## Extract to read:
####################

Liberal group requests public hearing into Florida’s request for healthcare law waiver
The liberal group Health Care for America Now is asking federal regulators to hold a hearing on Florida's request for a waiver from the healthcare reform law.
HCAN says the Sunshine State's request for a waiver from the law's medical loss ratio provision would deny Florida families $140 million in consumer rebates through 2013. The group is requesting that the Department of Health and Human Services (HHS) "conduct a public hearing to finally allow testimony from witnesses representing consumers to become part of the record."
"Due to the serious defects in the state's request and the significant consumer impact that would result if granted," HCAN Executive Director Ethan Rome wrote to HHS Secretary Kathleen Sebelius, "we are writing to ask that HHS hold a public hearing to ensure that Florida's request receives the rigorous, open review it deserves."
The Florida Office of Insurance Regulation held a public hearing on the medical loss ratio on Sept. 24, 2010, and used testimony from that hearing to buttress its waiver request. But Rome's letter argues that "event was not a public hearing in any sense of the term."
"It was held with less than one day's notice," Rome writes. "There was no 'unanimity of all interested parties' since consumers were not even allowed to speak. Four representatives of insurance companies and one representative of agents and brokers testified at the invitation of the Florida Office of Insurance Regulation (FLOIR). No consumers were invited and the record was closed before the consumers who did attend were given the opportunity to speak."
Public comments on Florida's waiver request, as well as Michigan's, are due to HHS today.

####################

## Exercise:
Copy out the article on Florida's healthcare law waiver request in full, word for word.

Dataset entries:

####################

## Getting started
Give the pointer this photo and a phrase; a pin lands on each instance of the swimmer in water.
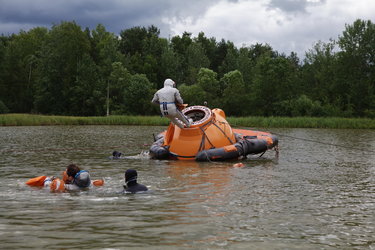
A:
(131, 185)
(77, 178)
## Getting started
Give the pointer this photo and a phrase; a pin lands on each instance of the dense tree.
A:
(137, 95)
(61, 55)
(356, 75)
(19, 69)
(275, 80)
(234, 95)
(68, 70)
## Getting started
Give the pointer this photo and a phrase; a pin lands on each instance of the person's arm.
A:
(155, 100)
(178, 98)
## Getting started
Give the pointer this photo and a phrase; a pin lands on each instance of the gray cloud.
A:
(115, 15)
(287, 25)
(294, 6)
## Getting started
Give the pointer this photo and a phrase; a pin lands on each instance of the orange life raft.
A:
(209, 138)
(56, 184)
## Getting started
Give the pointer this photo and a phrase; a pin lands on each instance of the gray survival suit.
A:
(81, 180)
(131, 182)
(167, 98)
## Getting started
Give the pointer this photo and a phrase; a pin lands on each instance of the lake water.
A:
(312, 196)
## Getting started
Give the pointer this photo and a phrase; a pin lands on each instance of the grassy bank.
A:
(261, 122)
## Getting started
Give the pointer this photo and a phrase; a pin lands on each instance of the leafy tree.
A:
(132, 40)
(207, 80)
(119, 79)
(3, 109)
(20, 63)
(319, 72)
(356, 75)
(62, 54)
(86, 95)
(137, 95)
(196, 59)
(275, 80)
(170, 66)
(192, 94)
(234, 96)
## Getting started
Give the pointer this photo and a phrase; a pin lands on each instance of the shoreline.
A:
(263, 122)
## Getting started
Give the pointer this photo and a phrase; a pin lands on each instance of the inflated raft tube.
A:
(209, 138)
(243, 148)
(157, 150)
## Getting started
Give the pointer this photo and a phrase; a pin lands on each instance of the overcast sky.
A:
(286, 25)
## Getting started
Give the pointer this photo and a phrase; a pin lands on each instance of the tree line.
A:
(67, 70)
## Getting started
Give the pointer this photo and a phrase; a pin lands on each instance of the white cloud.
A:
(257, 21)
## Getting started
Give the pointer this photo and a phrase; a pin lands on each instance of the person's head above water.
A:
(77, 176)
(170, 83)
(131, 177)
(72, 170)
(116, 154)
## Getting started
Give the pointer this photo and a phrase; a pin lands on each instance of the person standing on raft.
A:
(167, 98)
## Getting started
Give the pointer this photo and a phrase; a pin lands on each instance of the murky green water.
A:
(313, 196)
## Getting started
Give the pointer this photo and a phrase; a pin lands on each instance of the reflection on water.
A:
(313, 196)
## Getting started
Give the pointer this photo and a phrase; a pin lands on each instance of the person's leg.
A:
(176, 121)
(183, 118)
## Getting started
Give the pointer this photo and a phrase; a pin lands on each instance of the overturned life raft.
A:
(209, 138)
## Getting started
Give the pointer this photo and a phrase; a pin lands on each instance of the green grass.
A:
(263, 122)
(303, 122)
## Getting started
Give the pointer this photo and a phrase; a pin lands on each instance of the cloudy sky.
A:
(286, 25)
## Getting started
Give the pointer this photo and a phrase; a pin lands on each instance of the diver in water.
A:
(116, 155)
(131, 185)
(76, 178)
(167, 98)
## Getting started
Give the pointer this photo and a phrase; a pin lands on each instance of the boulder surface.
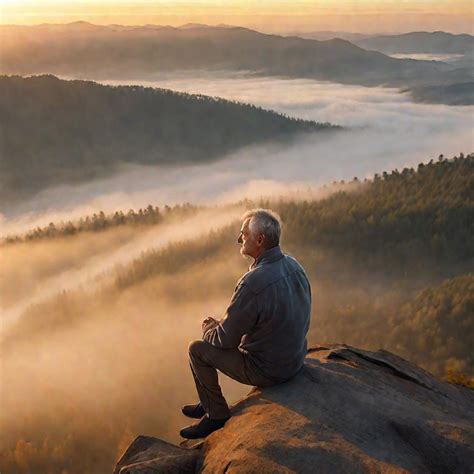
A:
(348, 410)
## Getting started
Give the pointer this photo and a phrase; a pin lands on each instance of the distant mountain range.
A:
(437, 42)
(124, 52)
(55, 131)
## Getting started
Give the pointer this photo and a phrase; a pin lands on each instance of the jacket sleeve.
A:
(240, 316)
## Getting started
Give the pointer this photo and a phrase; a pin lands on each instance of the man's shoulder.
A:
(262, 276)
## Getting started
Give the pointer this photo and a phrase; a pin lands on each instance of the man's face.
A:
(251, 243)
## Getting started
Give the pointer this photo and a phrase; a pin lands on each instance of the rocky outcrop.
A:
(348, 410)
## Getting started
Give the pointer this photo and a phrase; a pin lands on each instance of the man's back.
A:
(269, 316)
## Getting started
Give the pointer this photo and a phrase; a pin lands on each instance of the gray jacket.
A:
(268, 316)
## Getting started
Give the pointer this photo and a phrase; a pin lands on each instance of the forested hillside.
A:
(120, 52)
(369, 253)
(391, 266)
(91, 129)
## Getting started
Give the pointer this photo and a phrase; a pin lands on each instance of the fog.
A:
(386, 131)
(33, 272)
(86, 364)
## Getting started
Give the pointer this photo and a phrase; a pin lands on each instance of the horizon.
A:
(228, 25)
(271, 16)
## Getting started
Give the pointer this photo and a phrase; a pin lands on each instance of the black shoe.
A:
(202, 429)
(193, 411)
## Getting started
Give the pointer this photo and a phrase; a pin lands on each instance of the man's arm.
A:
(239, 319)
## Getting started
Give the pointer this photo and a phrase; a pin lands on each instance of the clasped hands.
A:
(208, 323)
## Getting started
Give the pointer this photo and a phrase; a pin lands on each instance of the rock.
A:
(348, 410)
(148, 455)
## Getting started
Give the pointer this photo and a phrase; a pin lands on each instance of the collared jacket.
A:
(268, 316)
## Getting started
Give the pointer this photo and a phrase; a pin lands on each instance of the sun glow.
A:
(268, 15)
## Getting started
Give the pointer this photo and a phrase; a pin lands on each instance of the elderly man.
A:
(261, 340)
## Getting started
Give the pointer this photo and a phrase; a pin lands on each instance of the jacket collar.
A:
(269, 256)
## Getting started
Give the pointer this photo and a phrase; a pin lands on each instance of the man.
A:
(261, 339)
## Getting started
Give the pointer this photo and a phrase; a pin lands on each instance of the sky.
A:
(368, 16)
(386, 130)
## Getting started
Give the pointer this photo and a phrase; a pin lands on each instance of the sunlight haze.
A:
(271, 16)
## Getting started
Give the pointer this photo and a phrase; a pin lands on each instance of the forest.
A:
(93, 129)
(391, 265)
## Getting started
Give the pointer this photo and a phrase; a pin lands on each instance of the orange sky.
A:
(269, 15)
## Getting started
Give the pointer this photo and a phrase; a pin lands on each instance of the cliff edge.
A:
(348, 410)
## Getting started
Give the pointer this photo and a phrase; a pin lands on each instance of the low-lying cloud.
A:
(387, 131)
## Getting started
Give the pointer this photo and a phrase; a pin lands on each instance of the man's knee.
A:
(196, 347)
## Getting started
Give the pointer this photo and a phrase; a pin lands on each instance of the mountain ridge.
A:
(348, 410)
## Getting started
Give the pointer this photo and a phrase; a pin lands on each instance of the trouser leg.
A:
(205, 360)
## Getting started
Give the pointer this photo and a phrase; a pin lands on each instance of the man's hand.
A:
(208, 323)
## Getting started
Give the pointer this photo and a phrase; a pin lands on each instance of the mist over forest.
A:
(93, 129)
(118, 52)
(125, 167)
(390, 261)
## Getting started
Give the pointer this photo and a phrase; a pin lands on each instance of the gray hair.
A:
(266, 222)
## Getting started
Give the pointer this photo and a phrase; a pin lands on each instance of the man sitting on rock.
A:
(261, 340)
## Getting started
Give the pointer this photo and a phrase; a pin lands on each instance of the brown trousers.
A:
(205, 360)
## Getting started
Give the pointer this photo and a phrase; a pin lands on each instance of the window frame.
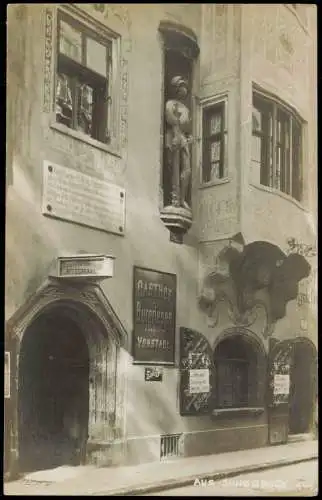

####################

## Output for this exercise:
Liberal group requests public hearing into Florida’s request for healthcare law waiver
The liberal group Health Care for America Now is asking federal regulators to hold a hearing on Florida's request for a waiver from the healthcare reform law.
HCAN says the Sunshine State's request for a waiver from the law's medical loss ratio provision would deny Florida families $140 million in consumer rebates through 2013. The group is requesting that the Department of Health and Human Services (HHS) "conduct a public hearing to finally allow testimony from witnesses representing consumers to become part of the record."
"Due to the serious defects in the state's request and the significant consumer impact that would result if granted," HCAN Executive Director Ethan Rome wrote to HHS Secretary Kathleen Sebelius, "we are writing to ask that HHS hold a public hearing to ensure that Florida's request receives the rigorous, open review it deserves."
The Florida Office of Insurance Regulation held a public hearing on the medical loss ratio on Sept. 24, 2010, and used testimony from that hearing to buttress its waiver request. But Rome's letter argues that "event was not a public hearing in any sense of the term."
"It was held with less than one day's notice," Rome writes. "There was no 'unanimity of all interested parties' since consumers were not even allowed to speak. Four representatives of insurance companies and one representative of agents and brokers testified at the invitation of the Florida Office of Insurance Regulation (FLOIR). No consumers were invited and the record was closed before the consumers who did attend were given the opportunity to speak."
Public comments on Florida's waiver request, as well as Michigan's, are due to HHS today.